:: SOURCE ::
Late in the film, Oppenheimer’s colleague, Edward Teller, who has become obsessed with building the next iteration of this technology – the H bomb – confronts Oppenheimer about the “gadget,” which at that point is still in development. Teller has no uncertainty about his own work, increasing the yield of the atomic bomb a thousandfold, from kilotons to megatons. If something can be done, Teller seems to believe, it should be done. “What do you believe?” Teller asks. “Do you even know?”
Oppenheimer has no answer. In the end, Oppenheimer is presented as a man confronted with the dubious legacy of his achievement, and the ambiguity of a nation at first grateful, then resentful, of that legacy.
So, what did I think of Oppenheimer? It’s gorgeous. It’s haunting. In some ways, I think the closest analogue to the film is 2001: A Space Odyssey, another long and masterful film about the promise and horror of technology, and a singular man confronting both the technology and himself. Cillian Murphy will win Best Actor for his quiet, fully realized performance. It’s long, but I don’t think it would be possible to cut much without restructuring the story entirely. I have no idea how Nolan even began to dream up something so ambitious and realized it so completely. How did he take something so monumental in his head and make it live? How did he move from theory to reality? Did he know what he was making when he started or did it only become apparent as he made it? Did he know what he believed? How do we know what we think until we have written?

:: WRITTEN TASK A ::
Select every line of the records that contains the string "target", treating case as significant.
The review above and the records that follow are unrelated material.

Image region outline records
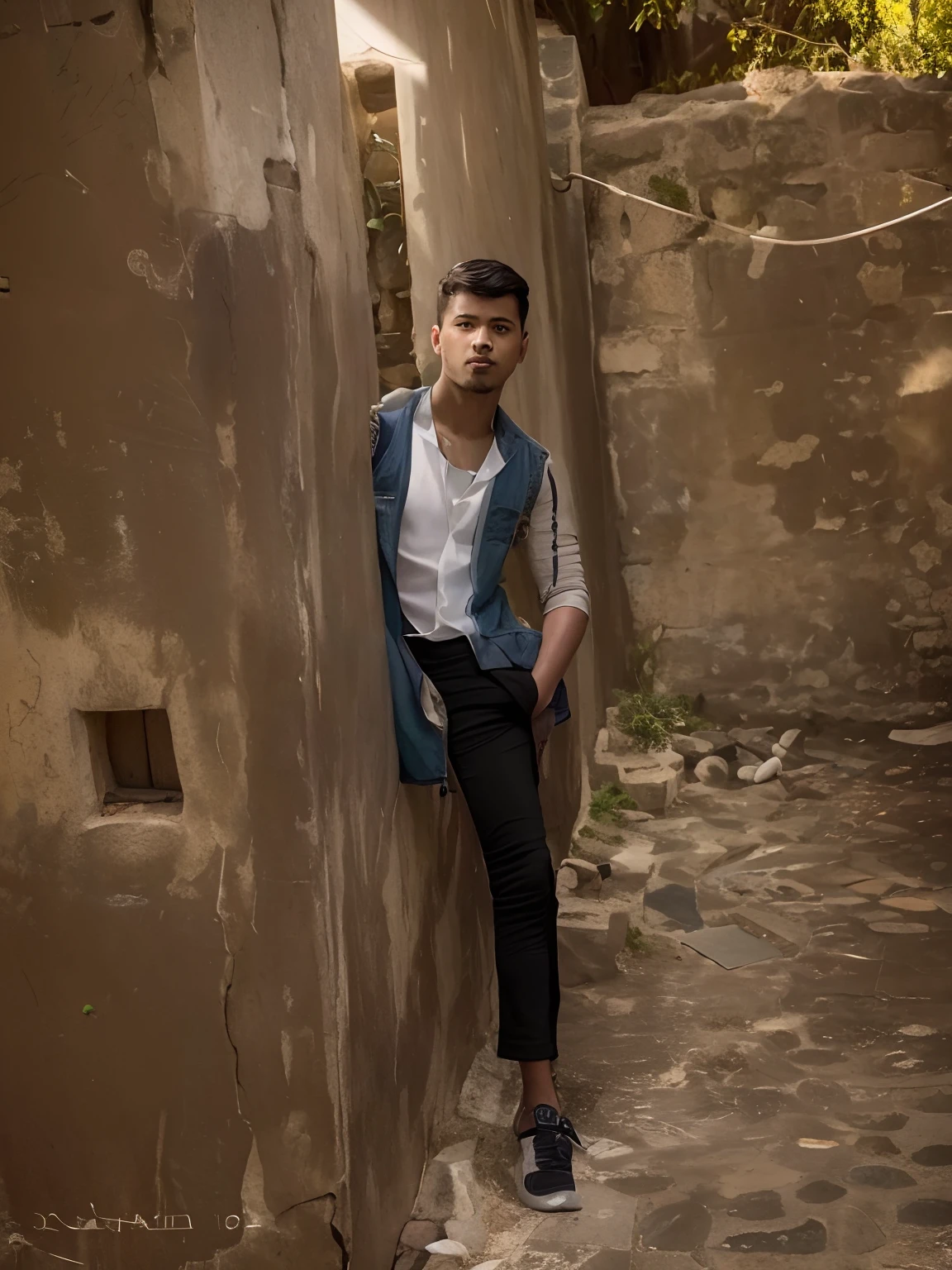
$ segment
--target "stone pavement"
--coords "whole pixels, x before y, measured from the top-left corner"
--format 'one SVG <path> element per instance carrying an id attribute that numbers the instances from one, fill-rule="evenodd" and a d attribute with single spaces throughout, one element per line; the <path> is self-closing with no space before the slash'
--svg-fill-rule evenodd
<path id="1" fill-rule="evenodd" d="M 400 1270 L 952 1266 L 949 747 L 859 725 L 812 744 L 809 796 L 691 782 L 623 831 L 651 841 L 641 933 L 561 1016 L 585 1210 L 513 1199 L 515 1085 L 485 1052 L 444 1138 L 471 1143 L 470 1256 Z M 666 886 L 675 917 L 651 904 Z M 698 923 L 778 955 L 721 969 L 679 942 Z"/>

* * *

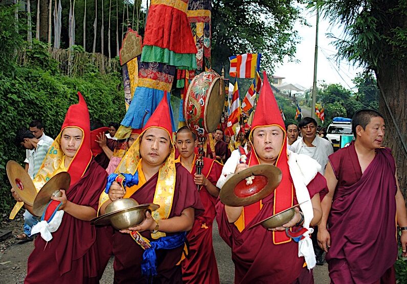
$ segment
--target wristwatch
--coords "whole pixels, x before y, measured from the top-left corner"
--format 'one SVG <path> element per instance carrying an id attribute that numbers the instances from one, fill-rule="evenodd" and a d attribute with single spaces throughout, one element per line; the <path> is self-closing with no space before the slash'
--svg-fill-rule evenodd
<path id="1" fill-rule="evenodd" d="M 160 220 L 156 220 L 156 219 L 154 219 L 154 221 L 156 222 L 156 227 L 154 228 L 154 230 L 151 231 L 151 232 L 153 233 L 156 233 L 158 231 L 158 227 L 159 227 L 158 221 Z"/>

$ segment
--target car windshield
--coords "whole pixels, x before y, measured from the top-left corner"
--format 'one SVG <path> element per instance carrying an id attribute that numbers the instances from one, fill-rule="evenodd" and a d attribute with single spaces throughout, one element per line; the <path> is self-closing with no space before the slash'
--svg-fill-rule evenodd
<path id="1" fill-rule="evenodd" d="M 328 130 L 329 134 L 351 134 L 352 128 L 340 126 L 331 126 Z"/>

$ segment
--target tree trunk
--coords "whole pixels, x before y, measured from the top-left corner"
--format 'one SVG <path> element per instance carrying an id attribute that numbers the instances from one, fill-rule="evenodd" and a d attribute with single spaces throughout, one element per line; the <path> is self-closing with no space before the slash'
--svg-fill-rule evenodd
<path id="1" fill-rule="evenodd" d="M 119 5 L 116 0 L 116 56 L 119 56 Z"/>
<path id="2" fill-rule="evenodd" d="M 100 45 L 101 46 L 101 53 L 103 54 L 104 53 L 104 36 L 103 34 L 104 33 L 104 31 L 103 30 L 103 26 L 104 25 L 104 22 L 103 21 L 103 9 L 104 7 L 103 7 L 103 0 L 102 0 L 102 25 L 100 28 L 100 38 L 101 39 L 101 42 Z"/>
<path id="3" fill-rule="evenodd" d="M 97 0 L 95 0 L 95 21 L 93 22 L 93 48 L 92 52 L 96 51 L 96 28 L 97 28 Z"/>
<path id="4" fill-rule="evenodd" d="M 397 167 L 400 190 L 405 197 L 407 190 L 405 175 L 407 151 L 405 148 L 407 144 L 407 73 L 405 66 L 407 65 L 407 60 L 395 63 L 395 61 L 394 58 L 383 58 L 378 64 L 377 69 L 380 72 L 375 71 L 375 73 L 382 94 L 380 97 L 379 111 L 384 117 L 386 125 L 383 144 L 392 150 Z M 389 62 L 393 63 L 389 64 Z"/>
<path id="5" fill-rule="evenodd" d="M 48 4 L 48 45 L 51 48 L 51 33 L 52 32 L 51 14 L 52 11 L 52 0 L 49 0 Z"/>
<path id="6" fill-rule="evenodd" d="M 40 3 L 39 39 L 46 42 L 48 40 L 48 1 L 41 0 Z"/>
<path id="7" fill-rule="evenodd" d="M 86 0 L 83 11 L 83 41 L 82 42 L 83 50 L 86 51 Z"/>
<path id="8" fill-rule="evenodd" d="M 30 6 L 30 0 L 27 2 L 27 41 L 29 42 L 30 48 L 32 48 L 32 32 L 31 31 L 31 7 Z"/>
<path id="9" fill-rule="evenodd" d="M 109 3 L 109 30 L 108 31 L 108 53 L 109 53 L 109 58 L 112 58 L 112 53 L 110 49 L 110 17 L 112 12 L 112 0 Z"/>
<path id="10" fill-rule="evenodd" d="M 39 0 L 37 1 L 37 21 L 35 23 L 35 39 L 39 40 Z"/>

:: WRITTEN TASK B ::
Answer these questions from the review:
(i) By what factor does Teller aim to increase the yield of the atomic bomb?
(ii) Which film does the reviewer consider the closest analogue to Oppenheimer?
(iii) Who does the reviewer predict will win Best Actor?

:: WORKED SOLUTION A ::
--target "stone pavement"
--target wristwatch
--target car windshield
--target tree trunk

:: WORKED SOLUTION B ::
(i) A thousandfold, from kilotons to megatons.
(ii) 2001: A Space Odyssey.
(iii) Cillian Murphy.